Problems and tasks
- A) In the matrices article, what are matrices with the same number of rows as columns called?
- B) Resume the matrices article, picking up right after its final sentence.

Quoted text
━━━━━━━━━━━━━━━━━━━━━━━━━━━━━━

Matrices

A matrix is a rectangular array of numbers, arranged in rows and columns. For instance, the left matrix has two rows and three columns, while the right matrix has three rows and two columns:

\[\begin{pmatrix}1&2&3\\4&5&6\end{pmatrix}, \begin{pmatrix}1&2\\3&4\\5&6\end{pmatrix}.\]

Matrices are useful in a variety of fields and form the basis for linear algebra. Their applications include solving systems of linear equations, path-finding in graph theory, and several applications in group theory (especially representation theory). They are also extremely useful in representing linear transformations (especially rotations) and thus complex numbers; for instance, the matrix

\[\begin{pmatrix}a&-b\\b&a\end{pmatrix}\]

represents the complex number \(a+bi\).

Formal Definition

A matrix is a rectangular array of any objects for which addition and multiplication are defined. Generally, these objects are numbers, but it is equally valid to have a matrix of symbols like

\[M = \begin{pmatrix} \clubsuit & \circ & \blacksquare \\ \text{\S} & \checkmark & \bigstar \end{pmatrix}\]

so long as there is a suitable understanding of what (for example) \(\checkmark \times \bigstar\) and \(\blacksquare + \clubsuit\) are. More formally speaking, a matrix's elements can be drawn from any field. However, it is generally best to consider matrices as collections of real numbers.

Generally, in a matrix, the vertical elements are termed as columns and the horizontal elements are termed as rows. The size of a matrix is measured in the number of rows and columns the matrix has. The above matrix, for instance, has 2 rows and 3 columns, and thus it is a \(2 \times 3\) matrix. Matrices that have the same number of rows as columns are called square matrices and are of particular interest.

The elements of a matrix are specified by the row and column they reside in. For example, the \(\checkmark\) in the above matrix \(M\) is at position \((2,2):\) the \(2^\text{nd}\) row and \(2^\text{nd}\) column. More explicitly, \(M_{2,2}=\checkmark\). This notation is especially convenient when the elements are related by some formula; for instance, the matrix

\[M = \begin{pmatrix}2&3&4\\3&4&5\\4&5&6\end{pmatrix}\]

can be more succinctly written as \(M_{i,j}=i+j\) for \(1 \leq i,j \leq 3\), or even more compactly as \(M=(i+j)_{3,3}\) \((\)where \(3,3\) denotes the size of the matrix\().\) The \(i^\text{th}\) row of the matrix can also be denoted by \(M_{i,*},\) and the \(j^\text{th}\) column by \(M_{*,j}.\)

In a given matrix of order \(m \times n,\) there are \(m\cdot n\) elements present. For example, in a 3 by 3 matrix the number of elements are \(3 \times 3 = 9,\) and in case of a 2 by 4 matrix there are \(2 \times 4 = 8\) elements present.

━━━━━━━━━━━━━━━━━━━━━━━━━━━━━━

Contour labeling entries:
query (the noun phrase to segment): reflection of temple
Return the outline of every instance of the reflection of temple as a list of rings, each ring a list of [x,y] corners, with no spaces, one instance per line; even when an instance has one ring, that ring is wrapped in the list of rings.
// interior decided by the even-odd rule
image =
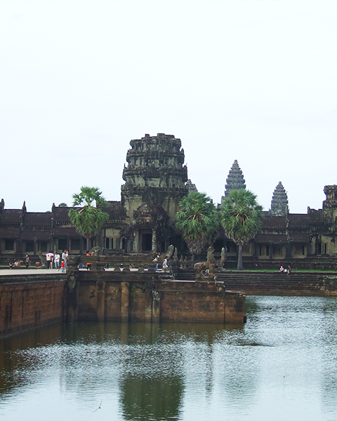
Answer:
[[[105,209],[110,220],[92,246],[108,253],[164,251],[171,243],[179,253],[187,250],[176,232],[174,216],[179,201],[196,190],[187,180],[184,150],[180,139],[158,133],[131,140],[123,171],[121,201],[109,201]],[[225,183],[225,196],[232,189],[246,188],[242,171],[235,160]],[[244,247],[244,258],[255,261],[289,259],[322,259],[337,253],[336,220],[337,185],[325,186],[323,208],[308,208],[308,213],[289,213],[286,192],[281,182],[273,194],[271,208],[265,212],[263,225],[256,238]],[[0,202],[0,262],[37,258],[47,251],[68,249],[71,253],[85,251],[85,240],[70,224],[70,208],[53,205],[51,212],[29,213],[6,209]],[[226,247],[227,257],[234,258],[235,245],[219,232],[216,252]]]

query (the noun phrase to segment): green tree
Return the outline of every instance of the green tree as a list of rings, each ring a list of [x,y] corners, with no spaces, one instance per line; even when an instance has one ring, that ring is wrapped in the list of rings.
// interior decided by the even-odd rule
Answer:
[[[190,192],[179,203],[176,226],[183,235],[190,252],[200,254],[214,240],[219,227],[218,211],[204,193]]]
[[[79,234],[86,239],[86,249],[90,249],[90,239],[102,229],[109,220],[109,214],[99,208],[107,205],[97,187],[81,187],[81,192],[72,195],[74,206],[69,218]],[[75,208],[74,206],[79,206]]]
[[[237,270],[244,270],[242,246],[257,234],[262,225],[262,206],[256,195],[241,189],[230,190],[221,206],[221,225],[227,238],[239,246]]]

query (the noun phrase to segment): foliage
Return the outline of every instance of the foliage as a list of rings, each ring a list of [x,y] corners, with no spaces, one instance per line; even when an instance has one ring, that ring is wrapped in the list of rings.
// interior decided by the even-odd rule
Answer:
[[[89,239],[98,234],[109,220],[109,214],[99,208],[99,206],[107,206],[107,202],[97,187],[86,186],[81,187],[81,192],[73,194],[72,198],[74,207],[70,210],[69,217],[77,232],[86,237],[88,250]]]
[[[237,270],[243,270],[242,246],[253,238],[262,225],[262,206],[256,195],[241,189],[230,190],[221,206],[221,225],[227,238],[239,246]]]
[[[190,192],[179,203],[176,225],[192,254],[199,254],[211,244],[219,226],[218,215],[211,199],[204,193]]]

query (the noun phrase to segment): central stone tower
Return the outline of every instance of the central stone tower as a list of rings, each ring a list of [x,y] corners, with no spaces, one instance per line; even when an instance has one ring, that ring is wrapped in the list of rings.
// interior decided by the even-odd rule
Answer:
[[[187,168],[181,141],[171,135],[145,135],[130,142],[123,171],[121,201],[129,218],[143,203],[162,206],[174,220],[179,201],[188,194]]]

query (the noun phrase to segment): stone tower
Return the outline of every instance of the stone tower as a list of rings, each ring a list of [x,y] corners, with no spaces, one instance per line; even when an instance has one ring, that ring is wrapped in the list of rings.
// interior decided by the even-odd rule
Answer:
[[[189,193],[190,193],[190,192],[197,192],[198,191],[198,189],[196,187],[195,185],[192,182],[192,181],[190,180],[190,178],[187,180],[186,186],[188,188]]]
[[[288,196],[281,182],[276,186],[269,214],[272,216],[286,216],[289,213]]]
[[[171,135],[145,135],[130,142],[124,166],[121,201],[128,215],[144,203],[161,206],[174,220],[179,201],[188,194],[187,168],[180,139]]]
[[[237,161],[235,159],[228,173],[226,185],[225,186],[225,196],[223,196],[221,198],[221,202],[230,190],[239,190],[241,189],[246,189],[245,180],[242,171],[237,163]]]

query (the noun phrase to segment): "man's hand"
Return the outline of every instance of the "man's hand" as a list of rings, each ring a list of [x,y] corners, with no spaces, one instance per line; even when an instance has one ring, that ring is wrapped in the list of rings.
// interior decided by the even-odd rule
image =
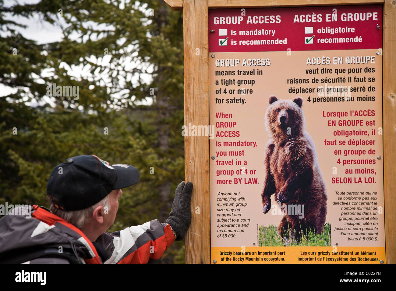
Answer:
[[[172,209],[166,223],[177,234],[176,240],[181,240],[191,223],[191,211],[190,204],[192,183],[188,182],[185,185],[182,181],[177,186],[175,192],[175,199],[172,204]]]

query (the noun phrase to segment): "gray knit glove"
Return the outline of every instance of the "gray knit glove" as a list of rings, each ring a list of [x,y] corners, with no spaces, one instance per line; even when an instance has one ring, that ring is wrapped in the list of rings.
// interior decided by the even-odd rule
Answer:
[[[166,223],[170,224],[177,234],[176,240],[183,239],[191,224],[190,204],[192,192],[192,183],[190,182],[187,182],[185,185],[184,181],[182,181],[176,188],[172,209],[166,220]]]

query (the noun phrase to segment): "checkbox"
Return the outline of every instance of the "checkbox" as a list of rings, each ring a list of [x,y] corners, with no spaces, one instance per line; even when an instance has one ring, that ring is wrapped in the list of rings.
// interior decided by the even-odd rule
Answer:
[[[227,29],[221,28],[219,30],[219,35],[223,36],[227,35]]]
[[[305,43],[307,44],[314,43],[314,36],[305,36]]]
[[[305,27],[305,34],[312,34],[314,33],[314,27],[308,26]]]
[[[219,38],[219,46],[227,46],[227,40],[228,39],[227,37],[227,38]]]

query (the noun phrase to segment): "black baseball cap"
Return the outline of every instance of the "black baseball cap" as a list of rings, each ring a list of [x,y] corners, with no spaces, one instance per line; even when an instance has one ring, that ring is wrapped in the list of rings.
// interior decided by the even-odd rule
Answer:
[[[77,156],[54,168],[47,194],[57,208],[79,210],[95,204],[113,190],[133,185],[139,177],[139,171],[130,165],[111,165],[95,155]]]

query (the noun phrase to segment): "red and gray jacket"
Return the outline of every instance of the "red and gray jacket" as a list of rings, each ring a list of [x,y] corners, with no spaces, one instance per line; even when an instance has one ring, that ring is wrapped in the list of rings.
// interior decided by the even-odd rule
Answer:
[[[0,263],[145,264],[175,241],[170,226],[155,219],[105,232],[93,242],[46,208],[26,207],[25,215],[14,211],[0,219]]]

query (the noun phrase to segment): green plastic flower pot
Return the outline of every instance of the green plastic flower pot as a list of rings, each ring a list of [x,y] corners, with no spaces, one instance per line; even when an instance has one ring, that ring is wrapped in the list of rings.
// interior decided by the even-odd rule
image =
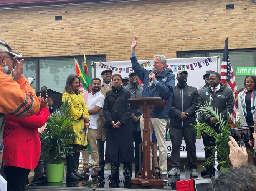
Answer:
[[[47,181],[49,182],[59,182],[62,181],[64,172],[64,163],[58,164],[46,164]]]
[[[220,172],[221,173],[225,173],[229,170],[229,168],[226,168],[221,166],[220,167]]]

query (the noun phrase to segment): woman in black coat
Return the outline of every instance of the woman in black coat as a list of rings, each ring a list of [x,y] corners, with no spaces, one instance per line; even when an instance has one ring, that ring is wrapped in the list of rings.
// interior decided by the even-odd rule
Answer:
[[[103,111],[106,120],[106,161],[111,163],[110,177],[119,177],[119,164],[124,164],[124,175],[130,179],[131,163],[134,162],[132,108],[128,102],[130,92],[126,91],[119,74],[112,76],[112,90],[107,92]]]

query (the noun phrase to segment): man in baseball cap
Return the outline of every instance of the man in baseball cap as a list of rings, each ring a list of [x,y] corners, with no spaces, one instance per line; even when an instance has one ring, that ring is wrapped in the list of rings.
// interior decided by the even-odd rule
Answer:
[[[124,77],[122,78],[122,85],[123,86],[128,85],[129,83],[129,78],[127,77]]]
[[[23,74],[24,60],[20,62],[12,57],[21,56],[13,51],[5,41],[0,40],[0,168],[3,151],[2,136],[5,114],[20,117],[28,117],[38,112],[40,107],[40,99],[36,96],[35,90]],[[12,71],[17,82],[8,76]],[[48,106],[47,100],[45,104],[41,106]]]
[[[199,94],[200,94],[200,92],[202,89],[203,89],[205,88],[206,88],[209,86],[209,80],[208,80],[209,76],[210,76],[210,75],[211,73],[214,72],[214,71],[212,70],[208,70],[208,71],[206,71],[206,73],[205,73],[205,74],[203,76],[203,79],[205,80],[205,84],[204,85],[203,87],[202,87],[198,91]]]

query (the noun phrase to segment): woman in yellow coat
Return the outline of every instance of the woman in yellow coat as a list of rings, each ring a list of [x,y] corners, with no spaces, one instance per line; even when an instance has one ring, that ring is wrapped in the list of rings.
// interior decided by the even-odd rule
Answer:
[[[70,142],[73,148],[72,155],[66,156],[67,161],[67,173],[66,177],[73,180],[84,178],[78,172],[78,165],[80,150],[86,148],[87,141],[85,139],[85,131],[80,133],[80,131],[84,127],[88,128],[89,125],[90,118],[87,108],[85,105],[84,97],[79,91],[80,79],[75,75],[71,74],[67,78],[64,92],[62,96],[62,102],[67,100],[72,104],[70,114],[74,117],[76,121],[72,126],[73,130],[79,138],[74,141]]]

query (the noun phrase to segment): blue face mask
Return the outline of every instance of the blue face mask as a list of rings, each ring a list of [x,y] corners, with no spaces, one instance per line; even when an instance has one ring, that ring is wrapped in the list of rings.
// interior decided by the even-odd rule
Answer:
[[[2,68],[3,68],[3,73],[5,74],[7,74],[9,71],[9,67],[8,67],[8,66],[7,66],[6,64],[5,64],[5,67],[2,66]]]

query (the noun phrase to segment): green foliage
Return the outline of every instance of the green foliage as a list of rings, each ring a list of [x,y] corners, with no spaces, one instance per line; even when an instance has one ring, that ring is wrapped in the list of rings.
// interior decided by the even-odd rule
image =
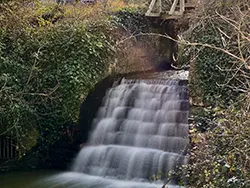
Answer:
[[[191,86],[203,90],[204,101],[219,98],[230,104],[249,88],[249,5],[221,0],[204,1],[203,6],[194,13],[195,26],[185,36],[199,45],[188,46],[181,55],[194,62],[196,79]]]
[[[182,55],[191,62],[191,95],[209,107],[191,112],[197,117],[184,177],[190,187],[250,187],[249,3],[204,0],[201,6]]]
[[[81,102],[107,73],[112,25],[104,18],[34,26],[18,22],[20,12],[5,13],[15,25],[0,29],[0,134],[16,139],[22,153],[38,135],[53,144],[62,125],[77,121]]]
[[[191,164],[183,168],[191,187],[250,186],[249,99],[246,102],[227,110],[208,109],[217,126],[192,134]]]

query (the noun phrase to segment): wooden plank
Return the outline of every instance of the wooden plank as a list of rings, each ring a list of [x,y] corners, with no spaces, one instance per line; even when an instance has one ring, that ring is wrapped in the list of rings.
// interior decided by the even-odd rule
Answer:
[[[148,11],[146,12],[146,15],[150,14],[152,12],[152,10],[154,8],[154,5],[155,5],[155,2],[156,2],[156,0],[151,1],[150,5],[149,5],[149,8],[148,8]]]
[[[185,3],[185,8],[195,8],[196,7],[196,5],[195,4],[187,4],[187,3]],[[180,8],[180,5],[177,5],[176,6],[176,8]]]
[[[185,12],[185,0],[180,0],[180,14],[183,15]]]
[[[158,12],[159,14],[162,12],[161,0],[158,0]]]
[[[146,13],[145,16],[148,16],[148,17],[161,17],[161,14],[160,13]]]
[[[177,3],[178,3],[178,0],[174,0],[174,2],[172,4],[172,6],[170,8],[170,11],[168,12],[168,14],[173,15],[173,13],[174,13],[174,11],[176,9]]]

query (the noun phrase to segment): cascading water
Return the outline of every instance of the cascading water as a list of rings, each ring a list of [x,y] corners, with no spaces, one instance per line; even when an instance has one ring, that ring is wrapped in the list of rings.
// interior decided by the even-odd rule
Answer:
[[[183,80],[125,80],[109,89],[72,172],[51,187],[161,188],[153,175],[187,163],[189,101]],[[166,179],[163,176],[162,179]],[[180,187],[168,182],[167,187]]]

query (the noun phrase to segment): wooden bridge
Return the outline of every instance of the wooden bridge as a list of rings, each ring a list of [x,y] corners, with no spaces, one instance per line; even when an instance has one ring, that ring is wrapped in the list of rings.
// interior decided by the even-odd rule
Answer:
[[[163,10],[163,2],[167,0],[151,0],[151,3],[146,12],[148,17],[161,17],[164,19],[178,19],[188,11],[195,9],[199,0],[172,0],[170,1],[169,10]]]

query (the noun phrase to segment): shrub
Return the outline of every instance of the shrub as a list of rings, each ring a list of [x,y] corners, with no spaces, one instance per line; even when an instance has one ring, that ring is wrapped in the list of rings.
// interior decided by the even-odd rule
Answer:
[[[71,20],[65,7],[37,6],[1,5],[1,135],[17,140],[20,153],[38,136],[53,144],[65,123],[77,122],[81,102],[107,74],[114,53],[107,16]]]

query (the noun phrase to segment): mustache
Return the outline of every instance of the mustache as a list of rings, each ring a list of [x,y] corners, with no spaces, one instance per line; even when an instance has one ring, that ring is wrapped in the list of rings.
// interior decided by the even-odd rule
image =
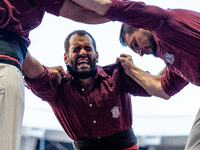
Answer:
[[[88,57],[88,56],[78,56],[78,57],[75,59],[75,64],[77,63],[77,61],[78,61],[79,58],[87,58],[87,59],[89,60],[89,62],[91,63],[90,57]]]

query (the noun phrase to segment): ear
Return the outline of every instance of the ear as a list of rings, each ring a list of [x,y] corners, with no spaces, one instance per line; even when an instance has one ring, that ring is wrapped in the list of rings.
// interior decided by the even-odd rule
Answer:
[[[67,57],[66,53],[64,53],[64,62],[65,62],[65,64],[68,64],[68,57]]]
[[[97,63],[99,62],[99,53],[96,52]]]

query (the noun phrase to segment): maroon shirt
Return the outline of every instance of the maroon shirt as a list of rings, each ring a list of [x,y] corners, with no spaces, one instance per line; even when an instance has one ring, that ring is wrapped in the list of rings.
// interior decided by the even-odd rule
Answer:
[[[1,0],[0,29],[17,33],[27,43],[29,32],[42,21],[45,11],[59,15],[64,0]]]
[[[51,105],[63,129],[75,141],[129,129],[132,126],[130,94],[150,96],[125,75],[119,64],[97,66],[95,84],[87,92],[69,73],[59,85],[46,68],[41,77],[25,78],[25,81],[37,96]]]
[[[113,1],[105,16],[152,31],[157,56],[168,67],[162,76],[162,86],[168,95],[176,94],[188,82],[200,86],[200,13],[164,10],[134,1]]]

━━━━━━━━━━━━━━━━━━━━━━━━━━━━━━

Answers in order
- A) Square matrices.

- B)
Finally, it is worth defining a matrix with exactly one column as a column vector, as they are especially useful in representing points in the \(n\)-dimensional plane.

Basic Operations

There are several simple operations on matrices and one somewhat complicated one (multiplication). The first is addition: matrix addition is defined only on two matrices of the same size and works by adding corresponding elements:

What is

\[\begin{pmatrix}2&0&5\\1&6&8\end{pmatrix} + \begin{pmatrix} 3 & 5 & 7 \\ 1 & 0 & 2\end{pmatrix}?\]

The matrices are added element-wise, so the result is

\[\begin{pmatrix} 2+3 & 0+5 & 5+7 \\ 1+1 & 6+0 & 8+2 \end{pmatrix} = \begin{pmatrix} 5 & 5 & 12 \\ 2 & 6 & 10 \end{pmatrix}. \ _\square\]

If \(A = \begin{pmatrix} 2 & 3 & 1 \\ 6 & -1 & 5 \end{pmatrix}\) and \(B = \begin{pmatrix} 1 & 2 & -1 \\ 0 & -1 & 3 \end{pmatrix},\) then find a matrix \(X\) such that \(A + B - 2X = 0\).

We have

\[\begin{align} A + B - 2X = 0 \implies X & = \dfrac{A + B}{2} \\ & = \dfrac12 \Bigg(\begin{pmatrix} 2 & 3 & 1 \\ 6 & -1 & 5 \end{pmatrix} + \begin{pmatrix} 1 & 2 & -1 \\ 0 & -1 & 3 \end{pmatrix}\Bigg) \\ & = \dfrac12 \begin{pmatrix} 3 & 5 & 0 \\ 6 & -2 & 8 \end{pmatrix} \\ & = \begin{pmatrix} \dfrac32 & \dfrac52 & 0 \\ 3 & -1 & 4 \end{pmatrix} .\ _\square \end{align}\]

More formally, we can state as follows:

The sum \(S\) of two matrices \(A,B\) of the same size satisfies the relation

\[S_{i,j} = A_{i,j} + B_{i,j}\]

for all \(i,j\) within the size of the matrices.

It is also possible to multiply matrices by scalars, i.e. single numbers, by multiplying element-wise:

What is

\[3.5\begin{pmatrix}2&0&5\\1&6&8\end{pmatrix}?\]

The elements are each multiplied by 3.5, so the result is

\[\begin{pmatrix} 3.5 \cdot 2 & 3.5 \cdot 0 & 3.5 \cdot 5 \\ 3.5 \cdot 1 & 3.5 \cdot 6 & 3.5 \cdot 8 \end{pmatrix} = \begin{pmatrix} 7 & 0 & 17.5 \\ 3.5 & 21 & 28 \end{pmatrix}.\ _\square\]

More formally, we can state as follows:

The product \(P\) of a constant \(c\) and matrix \(A\) satisfies the relation

\[P_{i,j} = c \cdot A_{i,j}\]

for all \(i,j\) within the size of the matrices.

Matrix Multiplication

Finally, there is the more complicated operation of matrix multiplication. The product of two matrices is defined only when the number of columns of the first matrix is the same as the number of rows of the second; in other words, it is only possible to multiply \(m \times n\) and \(n \times p\) size matrices. The reason for this becomes clear upon defining the product:

The product \(P\) of an \(m \times n\) matrix \(A\) and an \(n \times p\) matrix \(B\) satisfies

\[P_{i,j} = A_{i,*} \cdot B_{*,j}\]

for all \(i,j\) within the size of the matrices.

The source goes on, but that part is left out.